> **Task to carry out**: Please translate this sentence from the passage on Pride players into Spanish: "Hill represents another scoring threat for the Pride in the 2017 season."

> **Passage**:
-=-=-=-=-

Nickolette Driesse - Driesse is another draft pick for the Pride, a midfielder who played in college at both Florida State and Penn State, and she has the distinction of having won national titles with both universities. She accumulated 20 assists and six goals in her collegiate career, and the Pride coaching staff identified her passing game as a key asset they hope can translate to the NWSL. Creating opportunities for more scoring will be important to helping the Pride improve upon their 2016 record.

Rachel Hill - Rachel Hill was acquired from the Portland Thorns, who selected her from UConn in the 2017 NWSL Draft. Hill was a forward at UConn, where she scored 61 goals and had 18 assists in four years. She was also a two-time finalist for the MAC Herman Trophy. Hill represents another scoring threat for the Pride in the 2017 season. While adding more players with USWNT experience, I am glad to see more young players on the roster who can fill in if those players get called away for international camps.

-=-=-=-=-

> **Data section**:

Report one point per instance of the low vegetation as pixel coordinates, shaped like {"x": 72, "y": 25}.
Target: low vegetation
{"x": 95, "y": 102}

-=-=-=-=-

> **Result of this task**: Hill representa otra amenaza goleadora para el Pride en la temporada 2017.